→ **Objective**
Convert every line of the material below into a Markdown table with the columns "Row" and "Line," where Row numbers each entry in order and Line holds its text. Drop blank lines and picture placeholders from the table.

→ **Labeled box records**

* * * * * * * * *

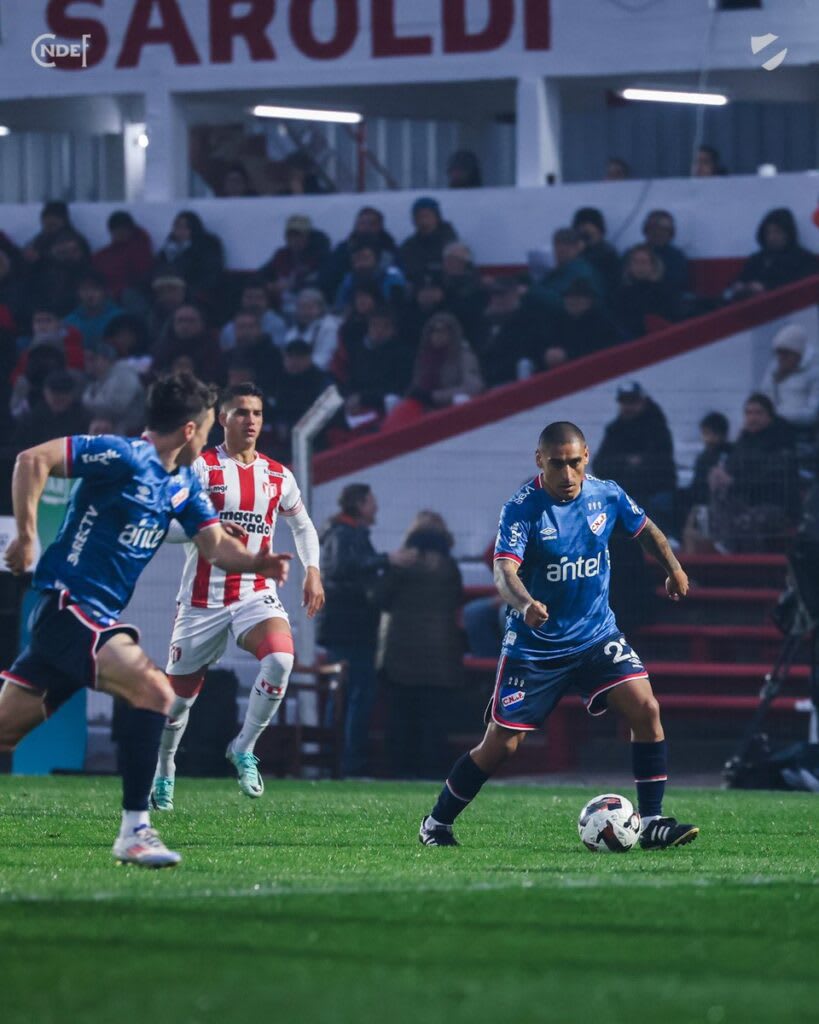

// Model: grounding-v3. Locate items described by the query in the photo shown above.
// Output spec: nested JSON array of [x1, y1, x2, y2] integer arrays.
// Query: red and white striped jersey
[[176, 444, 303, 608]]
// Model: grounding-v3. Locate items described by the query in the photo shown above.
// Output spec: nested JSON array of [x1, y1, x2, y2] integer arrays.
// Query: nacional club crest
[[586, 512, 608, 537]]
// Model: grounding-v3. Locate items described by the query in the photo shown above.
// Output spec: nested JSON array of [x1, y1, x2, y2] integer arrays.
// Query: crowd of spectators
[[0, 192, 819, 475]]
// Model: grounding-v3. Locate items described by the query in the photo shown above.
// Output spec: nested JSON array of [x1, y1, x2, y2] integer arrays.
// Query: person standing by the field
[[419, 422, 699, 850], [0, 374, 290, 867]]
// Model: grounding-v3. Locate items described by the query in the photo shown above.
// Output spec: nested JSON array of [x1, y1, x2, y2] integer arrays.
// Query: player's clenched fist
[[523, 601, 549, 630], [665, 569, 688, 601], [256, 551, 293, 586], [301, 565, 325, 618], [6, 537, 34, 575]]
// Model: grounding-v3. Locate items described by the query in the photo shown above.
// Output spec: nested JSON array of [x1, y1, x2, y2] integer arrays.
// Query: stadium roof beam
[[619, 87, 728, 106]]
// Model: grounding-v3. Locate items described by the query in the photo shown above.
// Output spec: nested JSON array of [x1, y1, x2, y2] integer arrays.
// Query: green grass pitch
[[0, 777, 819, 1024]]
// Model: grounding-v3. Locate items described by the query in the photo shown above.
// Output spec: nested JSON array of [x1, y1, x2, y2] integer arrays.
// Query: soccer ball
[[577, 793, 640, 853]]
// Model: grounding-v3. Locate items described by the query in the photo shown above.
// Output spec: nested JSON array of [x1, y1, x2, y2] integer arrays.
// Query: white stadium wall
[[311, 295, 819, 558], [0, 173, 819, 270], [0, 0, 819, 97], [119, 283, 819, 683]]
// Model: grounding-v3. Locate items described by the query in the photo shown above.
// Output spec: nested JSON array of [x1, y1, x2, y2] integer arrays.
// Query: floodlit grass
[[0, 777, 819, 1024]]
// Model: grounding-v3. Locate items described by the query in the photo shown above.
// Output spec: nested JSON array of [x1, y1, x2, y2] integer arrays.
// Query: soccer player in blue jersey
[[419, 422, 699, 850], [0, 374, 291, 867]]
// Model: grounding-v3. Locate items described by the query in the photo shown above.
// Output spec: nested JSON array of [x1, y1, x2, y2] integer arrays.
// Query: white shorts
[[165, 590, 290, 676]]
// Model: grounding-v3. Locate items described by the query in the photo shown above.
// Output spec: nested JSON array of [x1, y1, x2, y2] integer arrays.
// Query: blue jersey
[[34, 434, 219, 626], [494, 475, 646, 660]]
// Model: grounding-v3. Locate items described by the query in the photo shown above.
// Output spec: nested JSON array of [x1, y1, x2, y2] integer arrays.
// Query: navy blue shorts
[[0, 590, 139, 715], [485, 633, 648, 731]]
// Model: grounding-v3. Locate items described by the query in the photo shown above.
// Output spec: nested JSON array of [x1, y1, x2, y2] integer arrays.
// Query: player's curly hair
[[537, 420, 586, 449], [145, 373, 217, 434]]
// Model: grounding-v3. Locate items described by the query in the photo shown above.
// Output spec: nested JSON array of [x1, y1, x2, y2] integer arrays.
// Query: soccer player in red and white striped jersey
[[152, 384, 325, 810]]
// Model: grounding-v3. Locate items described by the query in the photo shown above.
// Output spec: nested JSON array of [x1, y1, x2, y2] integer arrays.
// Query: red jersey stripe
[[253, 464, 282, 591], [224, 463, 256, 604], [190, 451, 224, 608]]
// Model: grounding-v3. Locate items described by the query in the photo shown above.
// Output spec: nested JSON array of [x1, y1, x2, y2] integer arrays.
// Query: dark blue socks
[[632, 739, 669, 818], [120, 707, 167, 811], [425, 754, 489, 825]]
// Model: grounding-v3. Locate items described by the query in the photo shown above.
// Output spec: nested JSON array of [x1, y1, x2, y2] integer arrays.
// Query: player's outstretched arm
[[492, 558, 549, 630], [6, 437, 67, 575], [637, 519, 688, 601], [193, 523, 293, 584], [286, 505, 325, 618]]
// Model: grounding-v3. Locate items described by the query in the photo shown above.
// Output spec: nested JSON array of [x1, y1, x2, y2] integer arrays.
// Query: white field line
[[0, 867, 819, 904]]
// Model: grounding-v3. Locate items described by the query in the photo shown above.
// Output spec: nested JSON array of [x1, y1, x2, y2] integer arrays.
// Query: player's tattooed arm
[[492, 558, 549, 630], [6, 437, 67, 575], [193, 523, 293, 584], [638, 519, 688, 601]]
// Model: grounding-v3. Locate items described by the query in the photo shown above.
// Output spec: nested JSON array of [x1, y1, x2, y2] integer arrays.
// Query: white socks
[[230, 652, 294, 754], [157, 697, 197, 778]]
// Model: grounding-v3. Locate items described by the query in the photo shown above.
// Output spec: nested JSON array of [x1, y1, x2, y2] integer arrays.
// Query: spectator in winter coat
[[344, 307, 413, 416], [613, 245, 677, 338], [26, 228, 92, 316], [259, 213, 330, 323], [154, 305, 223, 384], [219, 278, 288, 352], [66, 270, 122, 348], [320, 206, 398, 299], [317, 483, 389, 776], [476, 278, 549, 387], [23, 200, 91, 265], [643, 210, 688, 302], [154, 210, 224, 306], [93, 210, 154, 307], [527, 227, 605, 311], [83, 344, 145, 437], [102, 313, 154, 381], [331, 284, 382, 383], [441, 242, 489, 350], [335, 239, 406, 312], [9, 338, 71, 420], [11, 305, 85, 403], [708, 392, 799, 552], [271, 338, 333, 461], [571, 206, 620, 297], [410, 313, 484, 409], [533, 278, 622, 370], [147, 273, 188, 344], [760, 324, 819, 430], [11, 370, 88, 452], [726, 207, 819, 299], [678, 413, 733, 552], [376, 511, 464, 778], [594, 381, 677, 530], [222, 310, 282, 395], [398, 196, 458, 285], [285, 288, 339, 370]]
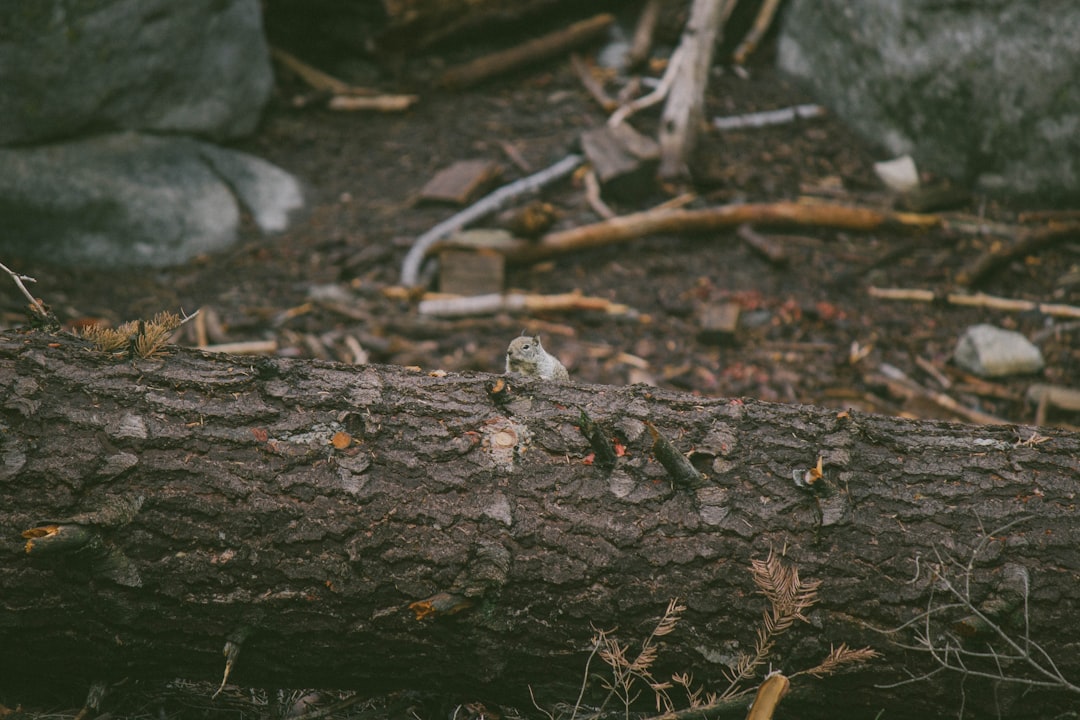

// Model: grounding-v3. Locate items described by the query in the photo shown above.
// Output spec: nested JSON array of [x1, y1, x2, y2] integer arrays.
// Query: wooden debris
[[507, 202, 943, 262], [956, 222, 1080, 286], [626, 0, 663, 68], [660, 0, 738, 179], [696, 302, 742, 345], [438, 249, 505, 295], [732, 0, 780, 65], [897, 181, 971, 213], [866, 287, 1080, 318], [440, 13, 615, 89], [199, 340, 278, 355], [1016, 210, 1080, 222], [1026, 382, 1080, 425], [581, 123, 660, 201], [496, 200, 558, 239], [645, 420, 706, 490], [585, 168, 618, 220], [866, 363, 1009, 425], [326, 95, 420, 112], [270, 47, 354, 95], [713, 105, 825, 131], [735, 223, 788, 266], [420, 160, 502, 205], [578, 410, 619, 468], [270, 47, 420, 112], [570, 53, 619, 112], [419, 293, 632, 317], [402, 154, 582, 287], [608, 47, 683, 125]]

* * * * * * * * *

→ **Exercise result**
| Row | Line |
|---|---|
| 1 | // Model: grounding-v3. Locate items described by the query in the photo shown above. |
| 2 | // Output spec: nested JSON array of [x1, y1, x2, y2] integer arrays. |
| 3 | // Query: red and white striped jersey |
| 4 | [[176, 444, 303, 608]] |
| 5 | // Model: grounding-v3. Locate items described by the query in the photo shown above. |
| 6 | // Output spec: nested JSON array of [x1, y1, x2, y2] integer arrays. |
| 7 | // Query: nacional club crest |
| 8 | [[586, 512, 608, 537]] |
| 9 | // Model: grounding-v3. Locate items described by the query in the photo shown above. |
| 10 | // Output spec: nested JSON array of [x1, y1, x2, y2] integer arrays. |
| 11 | // Query: crowd of spectators |
| 12 | [[0, 192, 819, 475]] |
| 13 | // Model: grounding-v3. Locate items described by the query in the photo shown above. |
| 14 | // Output spec: nested JSON array of [x1, y1, x2, y2] integer arrays. |
| 15 | // Query: person standing by the field |
| 16 | [[419, 422, 699, 850], [0, 374, 290, 867]] |
| 17 | // Model: grounding-v3. Locate items described by the query in the photo shown above. |
| 18 | // Output spec: nested JSON array of [x1, y1, x2, y2] integer arrays. |
| 19 | // Query: player's clenched fist |
| 20 | [[523, 601, 549, 630], [665, 569, 688, 601], [256, 551, 293, 586], [301, 565, 325, 618], [6, 537, 34, 575]] |
| 21 | // Model: grounding-v3. Locate items described by the query in the photo shown above. |
| 22 | // Output spec: nested JSON array of [x1, y1, x2, y2] integer arrays. |
| 23 | // Query: stadium roof beam |
| 24 | [[619, 87, 728, 106]] |
| 25 | // Model: grounding-v3. Locate items described by the query in the photo shown above. |
| 26 | // Output spec: nested JSON array of [x1, y1, x2, y2] integer arrays. |
| 27 | // Query: green grass pitch |
| 28 | [[0, 777, 819, 1024]] |
| 29 | // Model: grounding-v3. Locate items described by the query in the photo shown above. |
| 30 | // Output spec: nested JSON array of [x1, y1, x2, y2] integer arrays. |
| 31 | // Query: soccer ball |
| 32 | [[577, 793, 640, 853]] |
| 33 | // Model: grounding-v3. Locate items described by the query in the photo shown above. |
| 34 | // Output spec: nested JSON array of [x1, y1, x2, y2] integer arrays. |
| 35 | // Query: white stadium wall |
| 36 | [[311, 295, 819, 558], [0, 173, 819, 270], [0, 0, 819, 97], [119, 283, 819, 683]] |
| 37 | // Model: grounding-v3. Locate items described by the query in the photo shown above. |
| 38 | // Output spec: nested JSON array of [x1, y1, x2, y2] integer arrays. |
| 39 | // Query: floodlit grass |
| 40 | [[0, 777, 819, 1024]] |
| 41 | // Model: grounding-v3. Locate items described by the query in the photo shown above. |
| 42 | // Output spec: nested JSON array of [x1, y1, x2, y2] integer arrays. |
| 43 | // Query: soccer player in blue jersey |
| 44 | [[419, 422, 699, 850], [0, 374, 291, 867]] |
| 45 | // Model: grounding-v3. Locate items described by the query in the photo shown above. |
| 46 | // Output spec: nested JSON array of [x1, y1, x2, y2] integer arrays. |
| 47 | // Query: white shorts |
| 48 | [[165, 590, 290, 676]] |
| 49 | // Model: grounding-v3. Locate items described by the query in the photo shown above. |
| 50 | // Output spec: nested JSON array of [x1, y1, x2, y2] integer arrays. |
| 51 | // Query: blue jersey |
| 52 | [[34, 434, 219, 626], [494, 475, 646, 660]] |
| 53 | // Model: grounding-v3. Locate items described by the query in the photo shown above. |
| 54 | // Output spec: nested JSON array of [x1, y1, x2, y2] integer arrays. |
| 55 | // Query: navy blue shorts |
| 56 | [[0, 590, 139, 715], [485, 633, 648, 731]] |
| 57 | // Model: grounding-v3. Locate items described by the query in the photo shown above. |
| 58 | // Output spec: nested JSON array of [x1, y1, x2, y2] integer arrays. |
| 59 | // Query: player's curly hair |
| 60 | [[537, 420, 586, 449], [145, 373, 217, 434]] |
| 61 | // Model: grounding-v3. Locate items described by the query in the photo shown above. |
| 62 | // Output spec: nested JSON array of [x1, y1, x2, y2] integer arrays. |
| 63 | // Query: soccer player in red and white striped jersey |
| 64 | [[152, 384, 325, 810]] |
| 65 | // Model: grounding-v3. Locate items described by the query in the photo shown above. |
| 66 | // Output spec: nested JSON array of [x1, y1, x2, y2] integer arrays. |
| 67 | // Query: red jersey stripe |
| 68 | [[253, 464, 282, 591], [224, 463, 256, 604], [190, 451, 224, 608]] |
| 69 | // Model: grounding-v3. Locate items described by the query in the photo shown above. |
| 70 | // Output spec: nested JSON array of [x1, y1, x2, y2] integer arrays. |
| 71 | // Query: dark blue socks |
| 72 | [[632, 739, 669, 818], [120, 707, 167, 811], [425, 754, 489, 825]] |
| 73 | // Model: grounding-v3. Locate items described by the query in the photo shown above. |
| 74 | // Output spec: nested JSON array of [x1, y1, x2, y2] integer arrays. |
| 75 | // Query: player's outstretched arm |
| 76 | [[492, 558, 549, 630], [6, 437, 67, 575], [637, 519, 688, 601], [193, 523, 293, 584], [286, 505, 325, 618]] |
| 77 | // Model: grounding-v3. Locate items described by the query in the photo shown above. |
| 78 | // Output spec: nested JSON array of [x1, y1, x2, y2] integer arrays. |
| 79 | // Query: white field line |
| 80 | [[0, 867, 819, 904]] |
| 81 | // Model: grounding-v3. Locate items described by the query in the photo shown above. |
| 82 | // Output spec: nested JSON array of [x1, y1, x2, y2] integer arrays. |
| 83 | // Query: player's tattooed arm |
| 84 | [[492, 558, 549, 630], [6, 437, 67, 575], [193, 523, 293, 584], [638, 519, 688, 601]] |
| 85 | // Model: grounding-v3. Locate items described by the query in the photo shown above. |
| 86 | // Output spec: nested JSON array of [x1, y1, x2, y2] integer arrays. |
| 87 | // Query: white socks |
| 88 | [[230, 652, 294, 754], [157, 697, 197, 778]] |
| 89 | // Model: grounding-v3. Locate items described by the query in the photo shown above. |
| 90 | // Output spec: nested JSON array of [x1, y1, x2, y2] integer arrays. |
| 91 | // Query: spectator in winter coat |
| 92 | [[344, 307, 413, 416], [613, 245, 677, 338], [26, 228, 92, 316], [259, 213, 330, 323], [154, 305, 223, 384], [219, 278, 288, 352], [66, 270, 122, 348], [320, 206, 398, 299], [317, 483, 389, 776], [476, 278, 549, 387], [23, 200, 91, 265], [643, 210, 688, 302], [154, 210, 224, 306], [93, 210, 154, 307], [527, 227, 605, 311], [83, 344, 145, 437], [102, 313, 154, 381], [331, 284, 382, 383], [441, 242, 489, 350], [335, 239, 406, 312], [9, 338, 71, 420], [11, 305, 85, 403], [708, 392, 799, 552], [271, 338, 333, 461], [571, 206, 620, 297], [410, 313, 484, 409], [533, 278, 622, 370], [147, 273, 188, 344], [760, 324, 819, 430], [11, 370, 88, 452], [726, 207, 819, 299], [678, 413, 733, 552], [376, 511, 464, 778], [594, 381, 677, 530], [222, 310, 282, 395], [398, 196, 458, 285], [285, 288, 339, 370]] |
| 93 | // Model: grounding-v3. Locate items described by the query in the photo shown above. |
| 94 | // Output spec: nested JSON array of [x1, y1, x2, y2] integer arrays. |
| 95 | // Query: wooden debris |
| 96 | [[507, 202, 943, 262], [956, 222, 1080, 286], [626, 0, 663, 68], [660, 0, 738, 179], [696, 302, 742, 345], [438, 249, 505, 295], [732, 0, 780, 65], [897, 181, 971, 213], [866, 287, 1080, 318], [440, 13, 615, 89], [199, 340, 278, 355], [1016, 210, 1080, 222], [1026, 382, 1080, 425], [581, 123, 660, 201], [496, 200, 558, 239], [645, 420, 706, 490], [585, 168, 618, 220], [866, 363, 1009, 425], [326, 95, 420, 112], [270, 47, 354, 95], [713, 105, 825, 131], [735, 223, 788, 266], [420, 160, 502, 205], [578, 410, 619, 468], [270, 47, 420, 112], [570, 53, 619, 112], [419, 293, 632, 317], [402, 154, 582, 287], [608, 47, 683, 125]] |